## Exercise brief
Output the material beneath exactly, leaving nothing out.

## Given entries
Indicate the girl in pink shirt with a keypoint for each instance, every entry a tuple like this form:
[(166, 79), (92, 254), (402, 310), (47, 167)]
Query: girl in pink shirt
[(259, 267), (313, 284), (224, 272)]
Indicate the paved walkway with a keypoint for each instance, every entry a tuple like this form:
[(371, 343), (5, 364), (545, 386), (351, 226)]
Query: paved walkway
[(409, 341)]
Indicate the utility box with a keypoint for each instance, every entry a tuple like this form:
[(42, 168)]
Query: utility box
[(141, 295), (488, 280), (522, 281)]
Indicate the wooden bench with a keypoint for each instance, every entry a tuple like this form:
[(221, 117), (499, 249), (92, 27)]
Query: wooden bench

## Complete output
Indicate the girl in pink shirt with a keypoint for each instance, every entry a tuple like this form:
[(166, 79), (92, 254), (402, 310), (47, 167)]
Query: girl in pink shirt
[(259, 267), (313, 284), (224, 272)]
Indicate the paved walkway with a keypoint for each instance, every entry a tuple like this form:
[(371, 343), (5, 364), (545, 386), (351, 226)]
Query: paved walkway
[(409, 341)]
Indicate the utility box with a keypoint for each instance, every entry a tuple like this form:
[(42, 168)]
Query: utility box
[(141, 295), (488, 280), (522, 281)]
Indicate the wooden bench with a keypoint for each instance, every entry a tuple like this form:
[(221, 117), (499, 249), (92, 27)]
Query: wooden bench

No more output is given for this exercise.